<<<<

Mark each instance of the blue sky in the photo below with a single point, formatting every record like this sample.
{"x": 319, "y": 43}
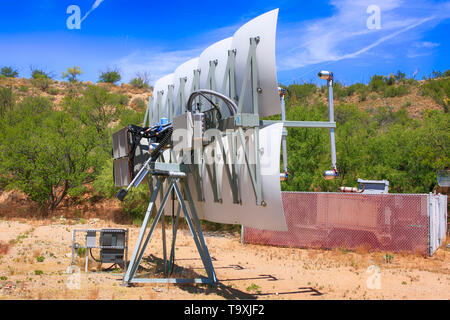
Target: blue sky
{"x": 157, "y": 36}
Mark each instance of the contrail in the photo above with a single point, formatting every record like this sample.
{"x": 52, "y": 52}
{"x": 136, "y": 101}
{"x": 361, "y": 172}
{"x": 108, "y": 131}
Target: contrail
{"x": 94, "y": 6}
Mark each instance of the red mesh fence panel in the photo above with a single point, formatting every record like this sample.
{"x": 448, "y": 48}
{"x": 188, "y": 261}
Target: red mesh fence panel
{"x": 391, "y": 222}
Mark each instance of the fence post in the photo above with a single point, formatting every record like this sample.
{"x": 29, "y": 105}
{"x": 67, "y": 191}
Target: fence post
{"x": 430, "y": 224}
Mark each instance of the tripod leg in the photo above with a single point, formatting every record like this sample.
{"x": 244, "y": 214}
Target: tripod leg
{"x": 132, "y": 265}
{"x": 157, "y": 217}
{"x": 211, "y": 274}
{"x": 198, "y": 236}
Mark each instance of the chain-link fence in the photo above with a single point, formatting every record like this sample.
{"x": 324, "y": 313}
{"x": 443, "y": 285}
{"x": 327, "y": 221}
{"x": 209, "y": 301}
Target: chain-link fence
{"x": 392, "y": 222}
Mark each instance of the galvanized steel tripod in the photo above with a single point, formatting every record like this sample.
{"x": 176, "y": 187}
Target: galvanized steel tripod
{"x": 174, "y": 179}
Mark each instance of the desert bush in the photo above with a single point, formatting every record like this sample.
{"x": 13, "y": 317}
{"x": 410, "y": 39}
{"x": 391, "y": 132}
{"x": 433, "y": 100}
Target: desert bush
{"x": 438, "y": 90}
{"x": 142, "y": 80}
{"x": 301, "y": 92}
{"x": 9, "y": 72}
{"x": 41, "y": 79}
{"x": 72, "y": 73}
{"x": 138, "y": 104}
{"x": 49, "y": 153}
{"x": 6, "y": 100}
{"x": 395, "y": 91}
{"x": 110, "y": 76}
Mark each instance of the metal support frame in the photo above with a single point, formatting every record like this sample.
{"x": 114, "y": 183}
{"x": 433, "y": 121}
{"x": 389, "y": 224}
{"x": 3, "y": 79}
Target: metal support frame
{"x": 194, "y": 226}
{"x": 74, "y": 247}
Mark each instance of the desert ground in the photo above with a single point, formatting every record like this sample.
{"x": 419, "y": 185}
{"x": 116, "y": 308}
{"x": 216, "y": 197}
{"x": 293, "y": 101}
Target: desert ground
{"x": 35, "y": 256}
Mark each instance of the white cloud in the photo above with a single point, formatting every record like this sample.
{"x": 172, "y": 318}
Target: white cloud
{"x": 94, "y": 6}
{"x": 345, "y": 35}
{"x": 157, "y": 61}
{"x": 426, "y": 44}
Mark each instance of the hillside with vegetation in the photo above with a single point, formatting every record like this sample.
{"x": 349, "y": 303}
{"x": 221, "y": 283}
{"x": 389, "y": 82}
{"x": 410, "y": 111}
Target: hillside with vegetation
{"x": 55, "y": 136}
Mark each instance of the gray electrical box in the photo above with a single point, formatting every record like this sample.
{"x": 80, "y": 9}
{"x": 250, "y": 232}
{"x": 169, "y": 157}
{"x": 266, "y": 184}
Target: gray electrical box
{"x": 373, "y": 186}
{"x": 112, "y": 243}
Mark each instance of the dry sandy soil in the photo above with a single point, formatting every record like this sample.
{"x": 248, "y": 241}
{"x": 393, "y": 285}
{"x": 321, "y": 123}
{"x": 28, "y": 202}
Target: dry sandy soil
{"x": 244, "y": 271}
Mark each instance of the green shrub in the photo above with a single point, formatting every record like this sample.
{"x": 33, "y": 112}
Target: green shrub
{"x": 72, "y": 73}
{"x": 110, "y": 76}
{"x": 23, "y": 88}
{"x": 9, "y": 72}
{"x": 301, "y": 91}
{"x": 395, "y": 91}
{"x": 138, "y": 82}
{"x": 6, "y": 100}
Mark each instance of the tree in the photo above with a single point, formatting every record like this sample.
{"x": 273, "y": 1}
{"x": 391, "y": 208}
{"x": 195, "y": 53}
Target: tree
{"x": 110, "y": 76}
{"x": 142, "y": 80}
{"x": 72, "y": 73}
{"x": 9, "y": 72}
{"x": 40, "y": 78}
{"x": 48, "y": 153}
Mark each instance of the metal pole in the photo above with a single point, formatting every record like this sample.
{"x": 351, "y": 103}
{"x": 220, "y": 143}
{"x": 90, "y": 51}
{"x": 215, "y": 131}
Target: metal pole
{"x": 283, "y": 141}
{"x": 331, "y": 115}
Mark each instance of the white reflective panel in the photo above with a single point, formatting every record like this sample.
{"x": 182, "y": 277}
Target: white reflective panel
{"x": 263, "y": 27}
{"x": 186, "y": 70}
{"x": 161, "y": 88}
{"x": 218, "y": 51}
{"x": 249, "y": 214}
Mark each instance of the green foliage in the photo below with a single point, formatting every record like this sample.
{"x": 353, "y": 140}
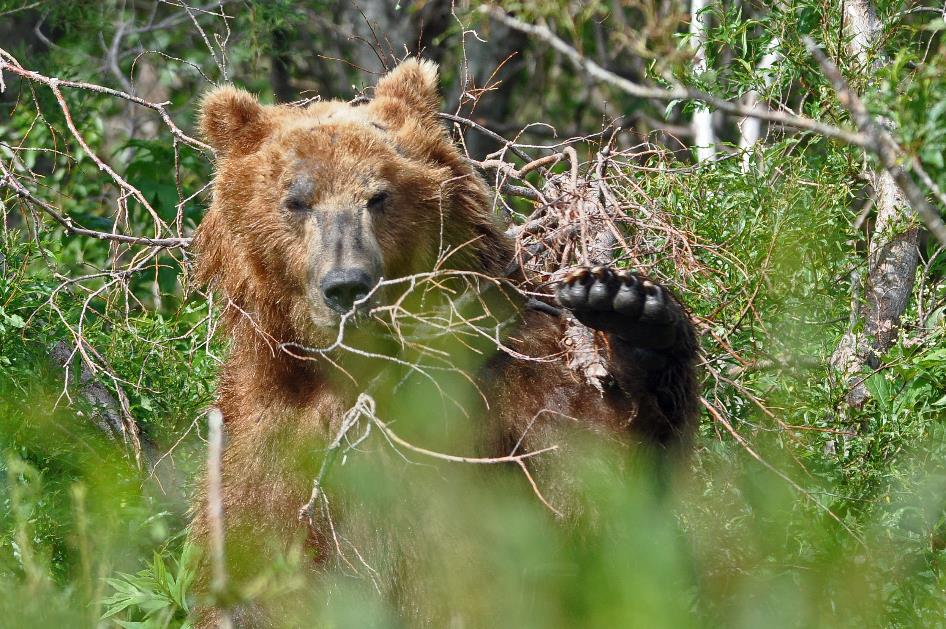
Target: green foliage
{"x": 158, "y": 592}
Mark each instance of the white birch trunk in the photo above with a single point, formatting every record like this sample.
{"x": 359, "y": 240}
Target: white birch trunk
{"x": 892, "y": 253}
{"x": 750, "y": 129}
{"x": 704, "y": 137}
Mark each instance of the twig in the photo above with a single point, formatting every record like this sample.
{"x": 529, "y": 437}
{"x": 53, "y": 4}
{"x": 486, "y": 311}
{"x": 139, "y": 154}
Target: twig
{"x": 880, "y": 143}
{"x": 677, "y": 93}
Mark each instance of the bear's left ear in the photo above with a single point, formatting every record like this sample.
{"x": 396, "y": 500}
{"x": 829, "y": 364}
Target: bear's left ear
{"x": 232, "y": 120}
{"x": 413, "y": 82}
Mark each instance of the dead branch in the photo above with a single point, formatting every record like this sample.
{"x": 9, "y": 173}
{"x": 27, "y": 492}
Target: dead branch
{"x": 677, "y": 93}
{"x": 880, "y": 144}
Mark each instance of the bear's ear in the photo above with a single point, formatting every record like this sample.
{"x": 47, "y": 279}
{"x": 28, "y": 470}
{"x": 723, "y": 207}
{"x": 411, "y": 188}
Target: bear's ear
{"x": 414, "y": 82}
{"x": 232, "y": 120}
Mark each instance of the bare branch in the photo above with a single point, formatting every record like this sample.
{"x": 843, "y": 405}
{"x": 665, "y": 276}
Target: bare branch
{"x": 678, "y": 93}
{"x": 880, "y": 143}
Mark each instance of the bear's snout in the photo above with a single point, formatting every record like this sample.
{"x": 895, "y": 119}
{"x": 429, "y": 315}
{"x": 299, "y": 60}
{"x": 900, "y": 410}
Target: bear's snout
{"x": 341, "y": 288}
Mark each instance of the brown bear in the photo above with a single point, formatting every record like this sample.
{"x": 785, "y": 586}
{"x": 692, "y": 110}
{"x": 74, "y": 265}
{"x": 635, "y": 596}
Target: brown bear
{"x": 312, "y": 208}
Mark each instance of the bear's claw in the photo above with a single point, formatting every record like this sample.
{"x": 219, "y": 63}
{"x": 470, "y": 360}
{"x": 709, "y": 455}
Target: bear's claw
{"x": 622, "y": 303}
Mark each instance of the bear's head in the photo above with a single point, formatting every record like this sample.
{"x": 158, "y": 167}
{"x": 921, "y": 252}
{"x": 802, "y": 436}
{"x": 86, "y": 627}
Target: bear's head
{"x": 313, "y": 206}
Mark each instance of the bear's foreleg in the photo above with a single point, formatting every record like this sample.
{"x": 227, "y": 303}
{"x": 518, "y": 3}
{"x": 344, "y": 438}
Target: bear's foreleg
{"x": 652, "y": 346}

>>>>

## To do
Every line containing the word "below" must be copied from the material above.

## Task result
Mark each instance of the blue sky in the photo below with a single point, formatting every record like this sample.
Mark each instance of the green foliage in the photo below with a single point, formatting every record like this sample.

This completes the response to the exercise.